Prompt 1:
Count the lines in the listing below that contain the word "siding", treating uppercase and lowercase as different, and give only the number.

Quoted text:
↓
SUNDAY 2nd OCTOBER 2016
Each Sunday as we gather together for worship and listen to the readings of Scripture there is an underlying
principle that needs to be applied to our understanding and interpretation of what God is saying to us.
When Jesus is asked to summarise the bases of the law he says.
“You shall love the Lord your god with all your heart soul and mind and likewise you shall love your neighbour
When St Paul reaches to the pinnacle of his thinking in 1 Corinthians 13 he says “that if we act without love we
are simply a gong booming and a cymbal clashing”.
And in Galatians 5 we are told that what the Spirit brings is love, joy, peace, patience, kindness, goodness,
trustfulness, gentleness and self-control.
So this becomes the litmus test for our personal growth and that of the church community.
And it is in this spirit that we measure and understand the passages that confront us this morning.
At the end of the passage from Habakkuk we hear that the upright person will live by their faithfulness.
In the reading from 2 Timothy Paul reminds us to fan into a flame the spirit that God has given us.
And he goes on to challenge us to look after something precious and to guard it with the help of the Holy Spirit
that lives in us.
In the Gospel reading Jesus challenges us to increase in faith by fulfilling our duty as His servants.
↑
Stored rows:
↓
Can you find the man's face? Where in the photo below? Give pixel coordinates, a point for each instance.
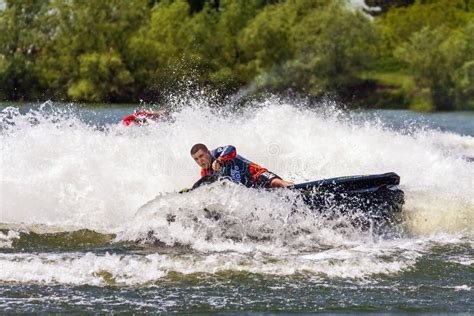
(202, 158)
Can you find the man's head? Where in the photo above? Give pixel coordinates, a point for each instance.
(201, 155)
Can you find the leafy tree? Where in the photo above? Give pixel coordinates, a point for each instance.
(441, 61)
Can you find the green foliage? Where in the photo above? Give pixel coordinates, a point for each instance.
(440, 61)
(415, 52)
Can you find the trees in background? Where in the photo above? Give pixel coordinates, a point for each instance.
(125, 51)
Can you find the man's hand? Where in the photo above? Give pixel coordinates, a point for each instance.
(216, 165)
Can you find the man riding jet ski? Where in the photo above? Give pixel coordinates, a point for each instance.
(370, 200)
(225, 162)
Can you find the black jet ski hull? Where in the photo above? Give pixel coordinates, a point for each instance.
(371, 201)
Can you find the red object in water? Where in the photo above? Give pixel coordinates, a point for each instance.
(137, 118)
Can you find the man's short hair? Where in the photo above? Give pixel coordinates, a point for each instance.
(198, 147)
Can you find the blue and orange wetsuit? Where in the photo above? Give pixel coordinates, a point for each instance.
(239, 169)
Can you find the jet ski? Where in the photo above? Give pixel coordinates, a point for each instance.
(369, 201)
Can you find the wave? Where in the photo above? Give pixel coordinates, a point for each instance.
(61, 170)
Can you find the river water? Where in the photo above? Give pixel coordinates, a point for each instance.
(74, 238)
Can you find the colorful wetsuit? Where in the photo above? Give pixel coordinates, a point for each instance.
(239, 169)
(137, 118)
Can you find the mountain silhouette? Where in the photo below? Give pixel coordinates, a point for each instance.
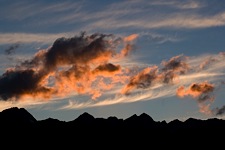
(142, 128)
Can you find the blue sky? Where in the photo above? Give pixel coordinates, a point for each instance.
(189, 32)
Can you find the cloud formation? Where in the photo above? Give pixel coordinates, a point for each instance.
(71, 65)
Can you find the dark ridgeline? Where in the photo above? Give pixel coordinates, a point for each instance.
(16, 123)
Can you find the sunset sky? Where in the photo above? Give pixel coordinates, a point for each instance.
(113, 58)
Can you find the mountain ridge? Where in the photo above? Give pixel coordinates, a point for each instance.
(20, 124)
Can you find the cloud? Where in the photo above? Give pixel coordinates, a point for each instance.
(11, 49)
(152, 75)
(92, 66)
(74, 64)
(148, 83)
(219, 111)
(8, 38)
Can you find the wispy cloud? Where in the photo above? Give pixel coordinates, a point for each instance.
(8, 38)
(188, 21)
(114, 16)
(21, 10)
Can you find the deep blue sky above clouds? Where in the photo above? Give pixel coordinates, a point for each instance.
(169, 36)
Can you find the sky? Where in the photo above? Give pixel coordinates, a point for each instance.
(118, 58)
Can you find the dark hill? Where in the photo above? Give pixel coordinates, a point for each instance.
(18, 122)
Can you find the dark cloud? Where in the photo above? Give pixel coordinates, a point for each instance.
(219, 111)
(73, 63)
(151, 75)
(11, 49)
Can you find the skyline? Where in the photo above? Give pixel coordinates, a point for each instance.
(156, 57)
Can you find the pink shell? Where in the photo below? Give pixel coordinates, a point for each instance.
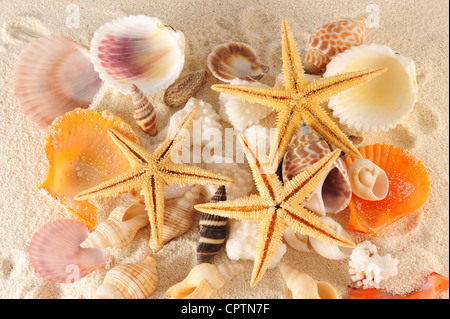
(56, 255)
(331, 39)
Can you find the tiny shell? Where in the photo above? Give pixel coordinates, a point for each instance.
(120, 228)
(235, 60)
(130, 281)
(56, 255)
(368, 181)
(52, 76)
(140, 50)
(177, 94)
(304, 286)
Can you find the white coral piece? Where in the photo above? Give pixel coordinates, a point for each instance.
(241, 242)
(368, 268)
(239, 113)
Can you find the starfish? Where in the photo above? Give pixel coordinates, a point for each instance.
(277, 206)
(151, 172)
(299, 100)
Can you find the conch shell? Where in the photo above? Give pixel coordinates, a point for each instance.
(368, 180)
(130, 281)
(203, 280)
(120, 228)
(304, 286)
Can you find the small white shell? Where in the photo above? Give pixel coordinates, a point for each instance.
(368, 180)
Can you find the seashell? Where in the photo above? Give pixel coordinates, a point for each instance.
(304, 286)
(212, 230)
(140, 50)
(409, 187)
(52, 76)
(203, 280)
(144, 113)
(130, 281)
(434, 285)
(331, 39)
(235, 60)
(75, 165)
(368, 181)
(120, 228)
(333, 193)
(178, 93)
(56, 255)
(388, 99)
(178, 217)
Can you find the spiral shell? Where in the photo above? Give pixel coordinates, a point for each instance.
(130, 281)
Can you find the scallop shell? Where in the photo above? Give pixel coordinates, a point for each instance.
(75, 165)
(144, 113)
(304, 286)
(120, 228)
(56, 255)
(203, 280)
(331, 39)
(235, 60)
(52, 76)
(409, 187)
(383, 102)
(130, 281)
(212, 231)
(178, 216)
(332, 194)
(183, 89)
(140, 50)
(368, 181)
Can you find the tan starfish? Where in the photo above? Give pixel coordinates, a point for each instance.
(299, 100)
(276, 206)
(151, 172)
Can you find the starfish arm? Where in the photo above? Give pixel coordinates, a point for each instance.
(294, 77)
(244, 208)
(272, 97)
(270, 233)
(153, 192)
(301, 186)
(189, 175)
(303, 221)
(266, 179)
(125, 182)
(174, 138)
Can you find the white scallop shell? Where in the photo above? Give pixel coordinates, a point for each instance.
(368, 180)
(381, 103)
(140, 50)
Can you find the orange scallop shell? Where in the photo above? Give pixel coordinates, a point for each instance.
(80, 155)
(409, 187)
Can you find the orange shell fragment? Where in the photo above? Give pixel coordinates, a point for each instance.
(80, 155)
(409, 187)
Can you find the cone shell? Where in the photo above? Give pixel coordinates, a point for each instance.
(381, 103)
(332, 194)
(178, 216)
(140, 50)
(434, 285)
(212, 231)
(304, 286)
(183, 89)
(409, 187)
(331, 39)
(120, 228)
(130, 281)
(144, 112)
(233, 60)
(56, 255)
(75, 165)
(52, 76)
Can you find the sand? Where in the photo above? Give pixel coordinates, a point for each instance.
(417, 29)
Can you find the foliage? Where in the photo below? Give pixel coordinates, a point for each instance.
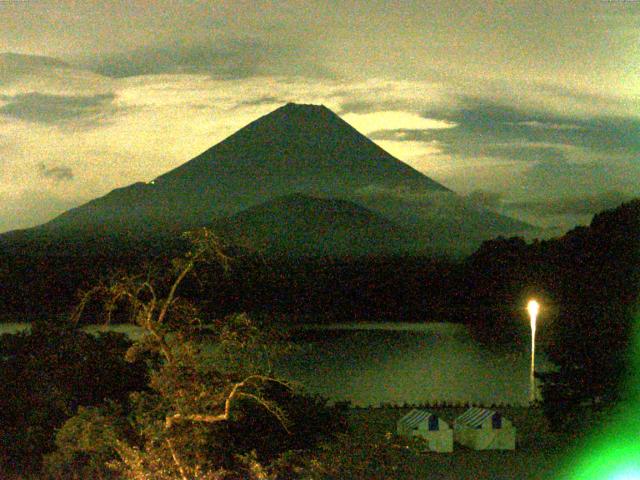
(591, 339)
(47, 374)
(85, 444)
(588, 282)
(348, 457)
(212, 400)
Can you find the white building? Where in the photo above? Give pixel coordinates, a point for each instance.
(482, 429)
(435, 431)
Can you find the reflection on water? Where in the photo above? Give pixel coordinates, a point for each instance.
(428, 364)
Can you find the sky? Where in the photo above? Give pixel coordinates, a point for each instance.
(529, 108)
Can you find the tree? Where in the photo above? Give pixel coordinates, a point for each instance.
(206, 381)
(47, 374)
(597, 281)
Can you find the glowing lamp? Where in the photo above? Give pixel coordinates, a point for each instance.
(533, 308)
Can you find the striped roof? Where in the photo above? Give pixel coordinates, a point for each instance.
(415, 417)
(474, 417)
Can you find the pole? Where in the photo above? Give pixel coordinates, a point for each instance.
(533, 307)
(532, 388)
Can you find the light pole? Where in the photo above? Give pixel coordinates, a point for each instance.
(533, 308)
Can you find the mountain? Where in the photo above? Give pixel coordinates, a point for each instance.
(296, 148)
(301, 225)
(303, 149)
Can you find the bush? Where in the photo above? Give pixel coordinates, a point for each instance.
(47, 374)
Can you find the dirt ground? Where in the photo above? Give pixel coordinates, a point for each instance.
(538, 452)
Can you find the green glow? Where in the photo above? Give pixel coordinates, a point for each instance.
(614, 452)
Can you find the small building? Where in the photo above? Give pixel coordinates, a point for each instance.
(435, 431)
(482, 429)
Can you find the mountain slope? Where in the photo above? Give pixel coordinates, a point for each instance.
(301, 225)
(296, 148)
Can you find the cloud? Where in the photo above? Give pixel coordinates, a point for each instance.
(221, 57)
(490, 121)
(376, 121)
(58, 174)
(485, 198)
(56, 109)
(28, 208)
(230, 59)
(572, 205)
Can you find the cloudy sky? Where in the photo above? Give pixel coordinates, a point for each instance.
(532, 108)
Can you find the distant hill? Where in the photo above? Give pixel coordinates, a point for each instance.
(301, 225)
(294, 149)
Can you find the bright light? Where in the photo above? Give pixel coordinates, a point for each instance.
(533, 308)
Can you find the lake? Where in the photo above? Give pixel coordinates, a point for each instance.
(374, 364)
(378, 363)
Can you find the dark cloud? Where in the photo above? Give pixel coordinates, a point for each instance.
(574, 205)
(560, 175)
(51, 109)
(363, 106)
(231, 59)
(227, 58)
(486, 128)
(58, 174)
(484, 198)
(266, 100)
(492, 122)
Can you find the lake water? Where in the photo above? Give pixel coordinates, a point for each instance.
(377, 363)
(416, 364)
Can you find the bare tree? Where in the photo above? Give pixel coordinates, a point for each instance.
(196, 384)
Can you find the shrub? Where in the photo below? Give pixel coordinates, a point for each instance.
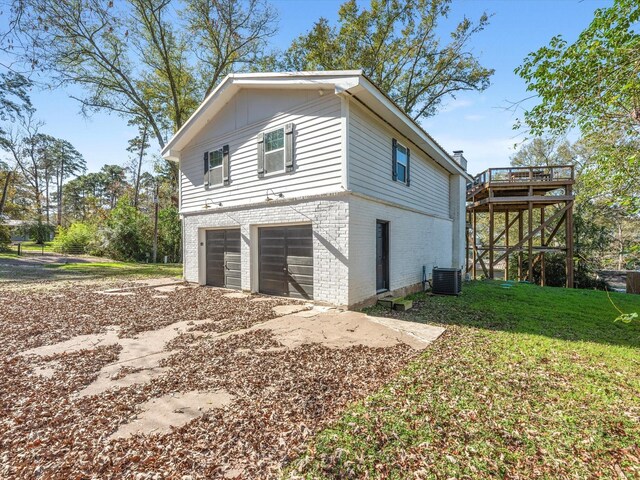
(39, 232)
(77, 238)
(5, 237)
(169, 234)
(128, 234)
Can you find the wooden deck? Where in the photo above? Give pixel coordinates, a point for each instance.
(535, 202)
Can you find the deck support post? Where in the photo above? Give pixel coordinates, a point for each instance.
(518, 190)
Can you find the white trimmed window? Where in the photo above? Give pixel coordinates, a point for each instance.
(215, 167)
(274, 151)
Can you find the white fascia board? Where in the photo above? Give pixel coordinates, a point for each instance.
(339, 81)
(171, 154)
(200, 117)
(383, 106)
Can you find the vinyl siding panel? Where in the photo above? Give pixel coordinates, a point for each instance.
(317, 148)
(370, 167)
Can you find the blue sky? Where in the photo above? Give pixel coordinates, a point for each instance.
(477, 123)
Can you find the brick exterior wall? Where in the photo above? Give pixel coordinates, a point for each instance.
(329, 217)
(415, 239)
(344, 245)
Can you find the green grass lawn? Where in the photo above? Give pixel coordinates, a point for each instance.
(33, 246)
(120, 269)
(528, 382)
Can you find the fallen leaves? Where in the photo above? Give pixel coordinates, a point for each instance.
(282, 397)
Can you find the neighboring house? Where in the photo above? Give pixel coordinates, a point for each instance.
(314, 185)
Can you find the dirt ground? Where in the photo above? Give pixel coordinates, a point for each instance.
(176, 380)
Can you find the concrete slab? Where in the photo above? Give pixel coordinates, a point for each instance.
(342, 329)
(159, 415)
(236, 295)
(289, 309)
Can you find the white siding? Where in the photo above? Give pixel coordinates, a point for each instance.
(415, 239)
(370, 167)
(317, 148)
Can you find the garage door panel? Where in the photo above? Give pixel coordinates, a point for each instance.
(286, 261)
(300, 269)
(300, 260)
(300, 291)
(223, 258)
(301, 279)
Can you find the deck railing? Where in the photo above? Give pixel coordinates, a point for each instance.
(561, 173)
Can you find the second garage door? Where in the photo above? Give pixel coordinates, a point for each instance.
(223, 258)
(286, 261)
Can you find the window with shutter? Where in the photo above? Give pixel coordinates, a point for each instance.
(400, 161)
(276, 150)
(215, 176)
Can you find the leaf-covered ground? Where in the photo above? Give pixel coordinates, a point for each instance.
(525, 383)
(281, 397)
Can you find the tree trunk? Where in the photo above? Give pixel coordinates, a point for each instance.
(46, 193)
(140, 157)
(5, 191)
(621, 247)
(60, 192)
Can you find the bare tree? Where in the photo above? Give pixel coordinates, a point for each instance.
(143, 59)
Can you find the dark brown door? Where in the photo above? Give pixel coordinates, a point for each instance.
(286, 261)
(223, 258)
(382, 256)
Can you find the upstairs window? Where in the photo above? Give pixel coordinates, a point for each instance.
(216, 167)
(274, 151)
(401, 157)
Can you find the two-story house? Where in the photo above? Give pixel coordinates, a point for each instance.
(314, 185)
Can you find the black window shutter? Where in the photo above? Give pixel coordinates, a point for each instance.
(225, 165)
(394, 161)
(261, 154)
(206, 169)
(288, 147)
(408, 167)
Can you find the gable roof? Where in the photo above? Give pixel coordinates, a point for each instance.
(351, 83)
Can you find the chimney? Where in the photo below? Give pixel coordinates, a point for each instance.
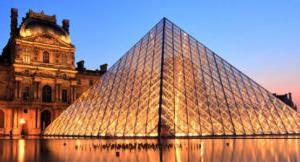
(103, 68)
(13, 22)
(80, 65)
(66, 24)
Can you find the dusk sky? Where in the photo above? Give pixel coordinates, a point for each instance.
(262, 39)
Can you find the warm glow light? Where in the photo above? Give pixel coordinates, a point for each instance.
(22, 121)
(21, 148)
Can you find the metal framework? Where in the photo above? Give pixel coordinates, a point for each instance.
(169, 84)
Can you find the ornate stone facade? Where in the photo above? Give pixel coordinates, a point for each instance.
(38, 76)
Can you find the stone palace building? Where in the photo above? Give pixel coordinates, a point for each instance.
(38, 76)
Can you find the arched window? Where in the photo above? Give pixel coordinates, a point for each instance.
(26, 94)
(64, 95)
(45, 119)
(47, 93)
(1, 119)
(64, 59)
(46, 57)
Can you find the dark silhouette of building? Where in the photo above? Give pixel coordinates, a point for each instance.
(39, 78)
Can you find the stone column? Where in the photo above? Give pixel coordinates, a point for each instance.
(74, 93)
(38, 91)
(17, 89)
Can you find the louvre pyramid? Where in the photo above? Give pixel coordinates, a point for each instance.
(169, 84)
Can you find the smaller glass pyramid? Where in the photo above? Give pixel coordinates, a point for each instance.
(169, 84)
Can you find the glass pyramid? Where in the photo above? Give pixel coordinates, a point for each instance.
(169, 84)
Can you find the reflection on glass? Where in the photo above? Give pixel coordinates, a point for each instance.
(171, 81)
(273, 149)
↑
Prompt 2:
In the sermon, what does Paul remind the congregation to do in the reading from 2 Timothy?

Finished answer 1:
2

Finished answer 2:
To fan into a flame the spirit that God has given them.